#### ASSIGNMENT
Apart from the pictures, reproduce the data below exactly as it stands.

** DATA UNDER STUDY follows **

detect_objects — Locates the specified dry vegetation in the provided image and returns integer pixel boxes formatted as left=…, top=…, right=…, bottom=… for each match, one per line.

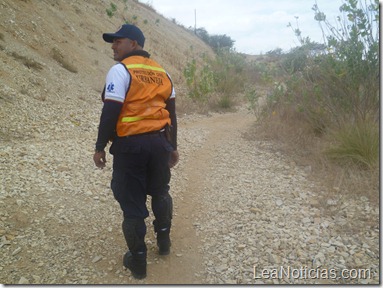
left=254, top=105, right=378, bottom=199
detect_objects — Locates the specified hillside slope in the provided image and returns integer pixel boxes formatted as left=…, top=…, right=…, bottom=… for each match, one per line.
left=0, top=0, right=214, bottom=141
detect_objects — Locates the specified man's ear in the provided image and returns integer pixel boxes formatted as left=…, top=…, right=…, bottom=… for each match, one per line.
left=131, top=40, right=140, bottom=49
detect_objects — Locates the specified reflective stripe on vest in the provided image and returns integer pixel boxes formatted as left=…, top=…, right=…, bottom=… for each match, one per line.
left=121, top=115, right=158, bottom=123
left=125, top=64, right=166, bottom=73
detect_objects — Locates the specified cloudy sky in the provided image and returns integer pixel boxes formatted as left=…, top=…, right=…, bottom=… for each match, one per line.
left=143, top=0, right=344, bottom=55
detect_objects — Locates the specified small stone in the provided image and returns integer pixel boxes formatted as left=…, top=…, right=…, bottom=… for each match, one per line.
left=18, top=277, right=29, bottom=284
left=32, top=275, right=41, bottom=283
left=0, top=236, right=11, bottom=246
left=310, top=200, right=320, bottom=207
left=302, top=217, right=311, bottom=224
left=217, top=264, right=227, bottom=272
left=92, top=255, right=102, bottom=263
left=331, top=241, right=344, bottom=247
left=12, top=247, right=22, bottom=256
left=327, top=199, right=337, bottom=205
left=321, top=221, right=330, bottom=228
left=327, top=246, right=336, bottom=253
left=276, top=199, right=283, bottom=206
left=314, top=217, right=321, bottom=224
left=250, top=207, right=261, bottom=214
left=308, top=238, right=316, bottom=244
left=237, top=244, right=246, bottom=250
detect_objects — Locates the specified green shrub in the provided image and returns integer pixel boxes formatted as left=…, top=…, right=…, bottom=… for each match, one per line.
left=106, top=3, right=117, bottom=18
left=183, top=58, right=214, bottom=101
left=183, top=49, right=248, bottom=108
left=269, top=0, right=379, bottom=134
left=311, top=0, right=379, bottom=122
left=245, top=89, right=259, bottom=112
left=217, top=95, right=232, bottom=109
left=255, top=0, right=379, bottom=179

** End of DATA UNDER STUDY **

#### REPLY TO THE EXERCISE
detect_objects — Locates the specified dry vegetation in the provided image and returns integer pixel boxes formatted as left=…, top=…, right=…, bottom=… for each match, one per line.

left=254, top=105, right=378, bottom=199
detect_objects — Locates the specified hillside slope in the provided image and returns integer pixel boxes formatted as left=…, top=…, right=…, bottom=… for each match, one per line.
left=0, top=0, right=214, bottom=141
detect_objects — Locates the specified man's ear in the provided image and returns integer pixel boxes formatted as left=…, top=…, right=…, bottom=… for each match, one per line.
left=131, top=40, right=140, bottom=49
detect_objects — Locates the specified reflective stripe on vest in the provided image and returns integer pixel boxes formatted as left=…, top=…, right=…, bottom=… for each match, one per line.
left=121, top=115, right=158, bottom=123
left=125, top=64, right=166, bottom=73
detect_objects — Locates the specified cloudy sky in the provided image and returns integer pixel boxes formatted as left=…, top=…, right=…, bottom=… for each match, one per line.
left=143, top=0, right=344, bottom=55
detect_objects — Locates the specified small stone in the provided image and returns integer pixel boxes formatted as left=…, top=…, right=…, bottom=… for each match, one per line.
left=18, top=277, right=29, bottom=284
left=32, top=275, right=41, bottom=283
left=0, top=236, right=11, bottom=246
left=310, top=200, right=320, bottom=207
left=302, top=217, right=311, bottom=224
left=217, top=264, right=227, bottom=272
left=92, top=255, right=102, bottom=263
left=331, top=241, right=344, bottom=247
left=12, top=247, right=22, bottom=256
left=327, top=199, right=337, bottom=205
left=321, top=221, right=330, bottom=228
left=327, top=246, right=336, bottom=253
left=276, top=199, right=283, bottom=206
left=314, top=217, right=321, bottom=224
left=250, top=207, right=261, bottom=214
left=308, top=238, right=316, bottom=244
left=237, top=244, right=246, bottom=250
detect_objects — Locates the specified green shrub in the provided image and returns integer pixel boxes formatted as left=…, top=…, right=…, bottom=… for each match, one per line.
left=106, top=3, right=117, bottom=18
left=183, top=58, right=214, bottom=101
left=183, top=49, right=248, bottom=108
left=269, top=0, right=379, bottom=134
left=311, top=0, right=379, bottom=122
left=245, top=89, right=259, bottom=112
left=217, top=95, right=232, bottom=109
left=255, top=0, right=379, bottom=179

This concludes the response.